Extract –
Management's Discussion
June 30, 1997
Net earnings for the second quarter and first half of
the current and prior year are summarized in the following
table. Amounts are in millions and each figure is income
tax effected.
Second Quarter First Half
-------------- ----------------
1997 1996 1997 1996
------ ------ ------ --------
Insurance, except realized investment gain/loss...$207.1 $160.5 $418.3 $ 289.1
Manufacturing, merchandising and services......... 59.1 43.3 120.7 83.2
Unallocated income/expense, net................... 6.0 6.7 12.1 13.8
Interest expense *................................ (17.3) (16.8) (33.1) (32.2)
------ ------ ------ --------
Earnings before realized investment gain/loss... 254.9 193.7 518.0 353.9
Realized investment gain (loss)................... 22.9 (2.5) 44.2 1,506.0
------ ------ ------ --------
Net earnings....................................$277.8 $191.2 $562.2 $1,859.9
====== ====== ====== ========
* For purposes of the above table, interest expense of
finance businesses is netted against the directly related
service activity revenues.
Insurance Group
The after tax figures shown above for Insurance Group
earnings, except realized investment gain/loss, are
aggregated in the following table. Dollar amounts are in
millions.

Directive A –
In the management's discussion earnings table, list the row labels that come before the subtotal row "Earnings before realized investment gain/loss".
Directive B –
Reproduce word for word the passage of the management's discussion that begins at the words "Management's Discussion" and stops after "tax effected.".

Provided material –
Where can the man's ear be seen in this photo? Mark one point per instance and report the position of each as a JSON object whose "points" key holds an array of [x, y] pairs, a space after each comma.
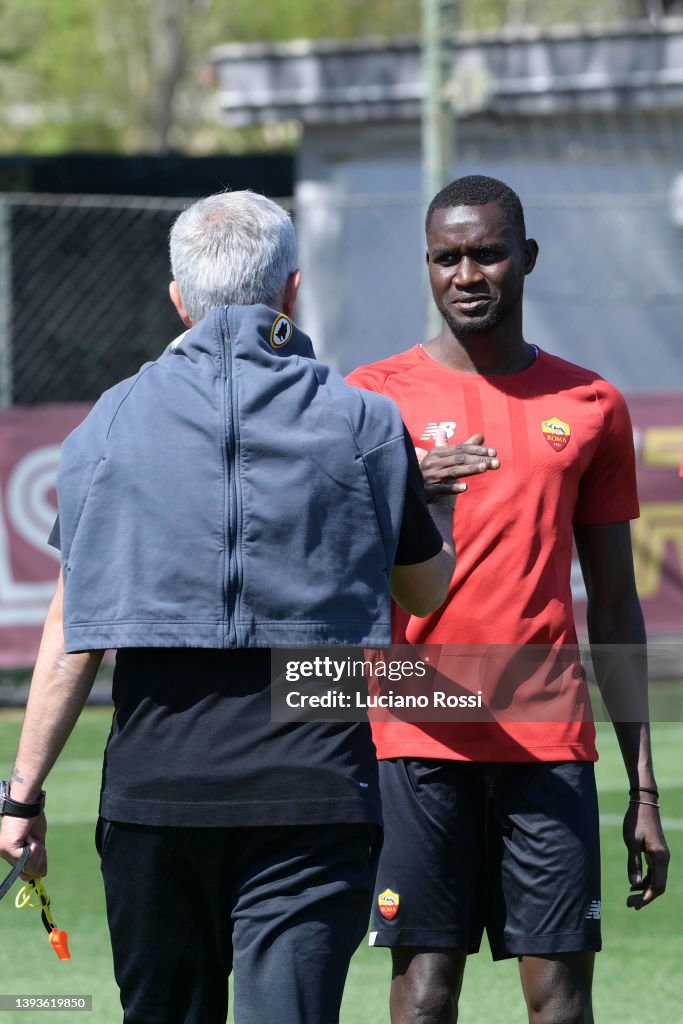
{"points": [[291, 291], [530, 254], [177, 302]]}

Exercise answer A –
- Insurance, except realized investment gain/loss
- Manufacturing, merchandising and services
- Unallocated income/expense, net
- Interest expense

Exercise answer B –
Management's Discussion
June 30, 1997
Net earnings for the second quarter and first half of
the current and prior year are summarized in the following
table. Amounts are in millions and each figure is income
tax effected.